» PASSAGE:
########
When looking for “Reformed” churches, Hansen uses the TULIP – the five-point acronym for Calvinism – as his measuring rod. If a church believes in the TULIP (Total Depravity, Unconditional Election, Limited Atonement, Irresistible Grace, Perseverance of the Saints), if it teaches it, if it has made it the central point of its doctrine, Hansen believes it is “Reformed.” TULIP is mentioned, directly or indirectly, more than 20 times in the article. It is the inspiration for some of the interviewed converts to Calvinism in the article. Some of the important “Reformed” churches have special courses and teachings on the TULIP. Others are preaching it boldly from the pulpits. TULIP is the beginning and the end of what Hansen defines as “Calvinism.” If a church is focused on the TULIP, it is Reformed, he thinks.
The truth that Hansen missed is that TULIP is not the essence of the Reformed theology. Of course, the doctrines of Total Depravity, Unconditional Election, Limited Atonement, Irresistible Grace, and Perseverance of the Saints are an important starting step to the immense body of theological truths called “Reformed theology.” It follows directly from the greater concept of the Sovereignty of God. It correctly describes the fallen state of man and the work of God in saving the individual. When we look up to God to give thanks for what He has done for us personally, we think “TULIP,” even if we never knew the term or never understood it.
To summarize, TULIP is the acronym for the “mechanism” of our personal salvation. And that’s it. Nothing more than our personal salvation. But Reformed theology encompasses immeasurably more than just personal salvation. And when a church makes TULIP the summa of its theology, that church is not Reformed. Yes, it has taken the first step to becoming Reformed, but it is still far from the goal.
The Puritans whom the “new Reformed” like and claim to follow would be deeply surprised that someone would focus the whole of God’s Sovereignty on the salvation of individual human souls. That would seem rather selfish to them – it would look as if God’s Sovereignty is made to serve man’s needs, rather than man’s salvation serve God’s plans. The salvation of individuals has never occupied such a high status in the thinking of the Puritans; the Kingdom of God and its righteousness has. The Puritans did understand that God’s plans were top priority over the salvation of individuals; the Pharaoh and his hardened heart were a favorite sermon topic for many a Puritan preachers. They did not see God’s sovereignty only in salvation but in damnation also, and in many more things. Their evangelism did call to individual repentance and righteous walk but they understood that preaching salvation was only milk (Heb. 6:1–2). There were more “solid-food” areas of knowledge and practice that deserved much more attention.
Hansen’s article mentioned those of the young “new Reformed” who came out of “seeker-sensitive” churches and became Reformed. But how much has changed for these people? Yes, the theological justification for their faith has changed, no doubt about it. They don’t believe they earn their salvation anymore. But have their priorities, or their motivation changed? Not at all. Both in a “seeker-sensitive” and in a “new Reformed” environment the focus is on ME and MINE, what God has done for MY salvation. The beginning and the end is the personal salvation, and that’s it. In a very real sense, the “new Reformed” are simply a theologically correct version of the “seeker-sensitive” movement: the selfishness of the quest is still there, except that now it uses better theology. This focus on the self, on the needs of ME and MINE would have seem a gross misinterpretation of God’s Sovereignty to the Puritans of old, and they would hardly recognize themselves and their ideas in the “new Reformed” movement. It isn’t their legacy, and the obsession with personal spiritual welfare was not part of their mind and culture.
########
» GIVEN EXERCISE: In the passage on Reformed theology, how many times is TULIP mentioned in Hansen's article?

» DATA PROVIDED:
########
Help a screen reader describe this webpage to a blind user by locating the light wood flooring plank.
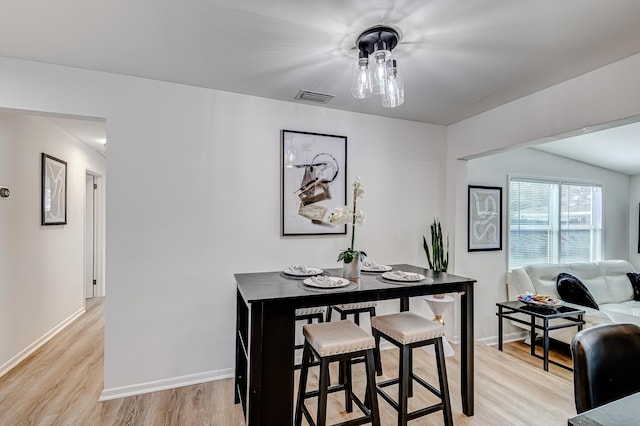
########
» EXERCISE ANSWER: More than 20 times, directly or indirectly.